Putin parla alle Camere“In base ai risultati del referendum e della volontà del popolo, presento all’Assemblea federale (parlamento russo, ndr) una legge costituzionale che sancisce l’ingesso nella Russia di due soggetti, la Crimea e Sebastopoli”. L’annuncio del presidente russo, Vladimir Putin, è satto accolto da una standing ovation dei parlamentari. Lunedì 17 marzo, a un giorno dai risultati del referendum in Crimea, dove il 97 per cento della popolazione ha detto “sì” all’annessione alla Russia, il Cremlino dà un appoggio, scontato, alla richiesta della penisola. Appena finito il discorso di Putin alle Camere, si è proceduto alla firma di un accordo internazionale tra la Russia e la Crimea. La penisola, che ancora due giorni prima faceva parte dell’Ucraina, è diventata un Paese indipendente solo per andare verso l’abbraccio di Mosca. Certo che l’accordo tra gli Stati deve essere ancora ratificato dalla Duma russa, ma anche questo è un passo scontato, visto che i 50 minuti del discorso di Putin sono stati accompagnati da applausi continui.

> Consegne:
(1) Elenca tutti i nomi di Paesi, regioni e città che compaiono nel brano sull'annessione della Crimea.
(2) Rispondi alle seguenti domande sul brano sull'annessione della Crimea.
(a) Quale percentuale della popolazione della Crimea ha votato "sì" al referendum?
(b) Quanto è durato il discorso di Putin?
(c) Quale organo deve ancora ratificare l'accordo tra gli Stati?

> Voci fornite:
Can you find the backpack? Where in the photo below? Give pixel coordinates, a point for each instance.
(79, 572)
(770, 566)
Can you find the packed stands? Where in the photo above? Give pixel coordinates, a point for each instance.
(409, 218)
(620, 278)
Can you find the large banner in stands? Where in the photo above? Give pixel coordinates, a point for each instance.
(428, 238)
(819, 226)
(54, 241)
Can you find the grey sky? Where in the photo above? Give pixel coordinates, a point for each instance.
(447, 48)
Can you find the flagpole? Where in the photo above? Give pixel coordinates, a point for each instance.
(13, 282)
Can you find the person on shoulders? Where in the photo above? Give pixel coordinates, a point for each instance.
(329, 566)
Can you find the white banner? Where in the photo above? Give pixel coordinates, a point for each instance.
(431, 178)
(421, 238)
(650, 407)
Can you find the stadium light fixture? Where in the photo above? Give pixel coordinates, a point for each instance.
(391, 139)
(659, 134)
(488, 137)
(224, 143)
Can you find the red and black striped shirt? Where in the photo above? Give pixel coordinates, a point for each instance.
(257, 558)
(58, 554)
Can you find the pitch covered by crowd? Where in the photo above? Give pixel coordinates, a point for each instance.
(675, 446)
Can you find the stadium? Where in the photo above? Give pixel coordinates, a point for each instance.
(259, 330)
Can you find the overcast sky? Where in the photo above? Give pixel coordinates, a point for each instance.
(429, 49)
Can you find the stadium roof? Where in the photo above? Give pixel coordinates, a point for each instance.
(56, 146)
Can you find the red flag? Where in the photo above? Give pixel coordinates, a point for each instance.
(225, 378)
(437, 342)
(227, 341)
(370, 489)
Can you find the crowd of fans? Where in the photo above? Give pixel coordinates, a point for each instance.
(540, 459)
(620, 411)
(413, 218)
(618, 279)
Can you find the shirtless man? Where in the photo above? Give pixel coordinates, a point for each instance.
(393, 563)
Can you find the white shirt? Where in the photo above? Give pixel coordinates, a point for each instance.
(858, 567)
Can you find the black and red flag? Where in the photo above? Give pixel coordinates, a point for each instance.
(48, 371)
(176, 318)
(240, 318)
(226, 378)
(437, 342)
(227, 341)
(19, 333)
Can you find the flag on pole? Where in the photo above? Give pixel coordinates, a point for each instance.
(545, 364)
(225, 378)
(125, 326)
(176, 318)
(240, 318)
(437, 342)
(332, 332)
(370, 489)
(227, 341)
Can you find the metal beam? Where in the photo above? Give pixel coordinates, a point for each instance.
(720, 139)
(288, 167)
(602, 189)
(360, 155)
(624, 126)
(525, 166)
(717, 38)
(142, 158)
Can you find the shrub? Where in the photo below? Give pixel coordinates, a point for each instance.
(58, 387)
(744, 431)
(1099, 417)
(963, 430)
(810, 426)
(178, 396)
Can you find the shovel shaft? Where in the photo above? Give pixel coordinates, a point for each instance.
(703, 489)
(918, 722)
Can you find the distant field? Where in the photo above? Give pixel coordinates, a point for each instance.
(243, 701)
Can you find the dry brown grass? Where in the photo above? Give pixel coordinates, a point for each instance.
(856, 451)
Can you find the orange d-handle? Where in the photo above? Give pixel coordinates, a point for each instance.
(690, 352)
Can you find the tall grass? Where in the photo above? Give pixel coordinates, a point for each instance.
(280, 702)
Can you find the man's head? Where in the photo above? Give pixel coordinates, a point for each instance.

> Soluzioni svolte:
(1) Russia, Crimea, Sebastopoli, Ucraina, Mosca

(2)
(a) Il 97 per cento.
(b) 50 minuti.
(c) La Duma russa.